» **PROBLEM STATEMENT**
Please reproduce the listing in its entirety, exactly as written, but without images.

» **EXCERPTED DATA**
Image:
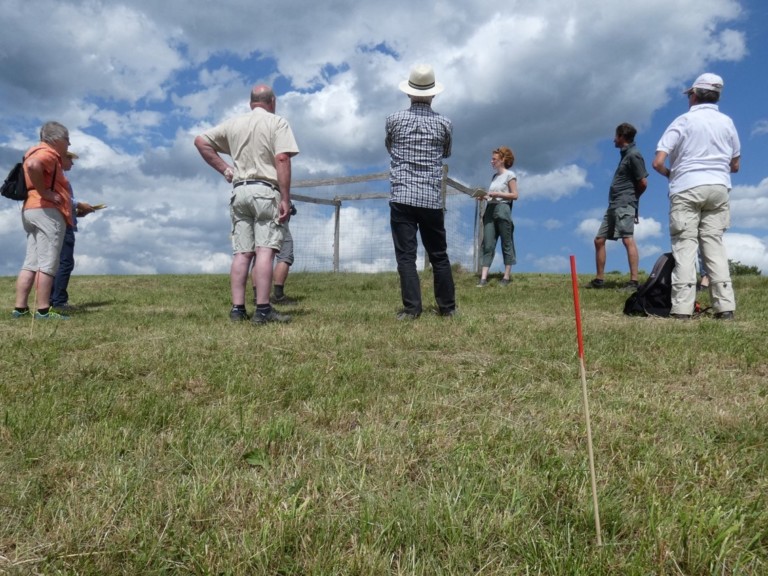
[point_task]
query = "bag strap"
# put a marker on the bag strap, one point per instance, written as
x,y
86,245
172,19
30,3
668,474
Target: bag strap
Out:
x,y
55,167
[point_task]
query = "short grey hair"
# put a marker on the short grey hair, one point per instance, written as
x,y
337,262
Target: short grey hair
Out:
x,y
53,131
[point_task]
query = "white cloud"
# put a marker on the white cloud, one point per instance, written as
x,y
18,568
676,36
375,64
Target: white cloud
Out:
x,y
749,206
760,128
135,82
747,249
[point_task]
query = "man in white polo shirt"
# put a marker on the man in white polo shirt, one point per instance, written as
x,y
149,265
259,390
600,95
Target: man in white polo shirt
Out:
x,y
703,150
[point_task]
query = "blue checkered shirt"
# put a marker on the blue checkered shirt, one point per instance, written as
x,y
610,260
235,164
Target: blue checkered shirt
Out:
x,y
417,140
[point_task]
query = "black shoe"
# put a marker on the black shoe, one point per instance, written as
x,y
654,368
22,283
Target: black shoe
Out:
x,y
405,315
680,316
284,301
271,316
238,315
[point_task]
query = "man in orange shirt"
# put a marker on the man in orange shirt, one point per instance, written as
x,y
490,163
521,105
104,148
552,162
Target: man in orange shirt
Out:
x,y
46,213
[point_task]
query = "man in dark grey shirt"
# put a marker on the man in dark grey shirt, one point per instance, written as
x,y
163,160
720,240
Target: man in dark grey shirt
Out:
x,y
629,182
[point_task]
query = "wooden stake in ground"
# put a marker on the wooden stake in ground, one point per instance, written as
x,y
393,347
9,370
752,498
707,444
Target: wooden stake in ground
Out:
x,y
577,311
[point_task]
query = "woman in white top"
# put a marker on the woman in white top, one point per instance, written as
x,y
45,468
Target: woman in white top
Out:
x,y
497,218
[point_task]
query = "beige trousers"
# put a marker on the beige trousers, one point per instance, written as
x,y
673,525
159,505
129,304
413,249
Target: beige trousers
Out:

» **WRITTEN REPLY**
Image:
[point_task]
query = "bag strap"
# put a marker on the bag strap, one point per instance, written as
x,y
86,245
172,19
30,3
668,474
Target: bag strap
Out:
x,y
55,167
[point_task]
query = "short grey hair"
# put a marker on the short grey hair, one point per instance, written as
x,y
337,262
Target: short grey hair
Out:
x,y
53,131
[point_task]
query = "white cloud"
# put a marker on the white cloud, one point per instance, written as
x,y
18,568
676,36
375,64
Target: white cloud
Out:
x,y
749,206
760,128
135,82
747,249
[point_task]
query = "man in white polo shirt"
# put a marker on the man in white polo shirt, one point per instance, written as
x,y
149,265
259,390
600,95
Target: man in white polo shirt
Out:
x,y
703,150
[point_task]
query = "blue checkered shirt"
# put a marker on the blue checkered shirt, one point per instance, written as
x,y
610,260
235,164
Target: blue checkered shirt
Out:
x,y
417,140
[point_task]
query = "black shoe"
# put a marker on the black shoe, one point per instance, written as
x,y
654,368
22,283
Target: black shoe
Out:
x,y
405,315
680,316
284,301
271,316
238,315
[point_task]
query = "man in orange shirt"
# put a marker on the man in orange shirt, one point per instance, written as
x,y
490,163
521,105
104,148
552,162
Target: man in orange shirt
Out:
x,y
46,213
[point_task]
query = "man in dark grey shirt"
# put a marker on the man in dark grey shirt, one point per instance, written as
x,y
163,160
720,240
Target: man in dark grey shirt
Out:
x,y
629,182
[point_task]
query = "wooden stake in ground"
# put a marker on the wooden stake in ground, one point per instance, written as
x,y
393,347
9,370
752,498
707,444
Target: wooden stake in ground
Out:
x,y
577,311
[point_task]
query = "woman in white top"
# put a marker on the woman in white top, one point per instance, written as
x,y
45,468
Target: woman in white top
Out:
x,y
497,218
[point_task]
query = "beige trousers"
# put a marker on the beige trousers, one point per instance, written as
x,y
673,525
159,505
129,304
413,249
Target: beige trousers
Out:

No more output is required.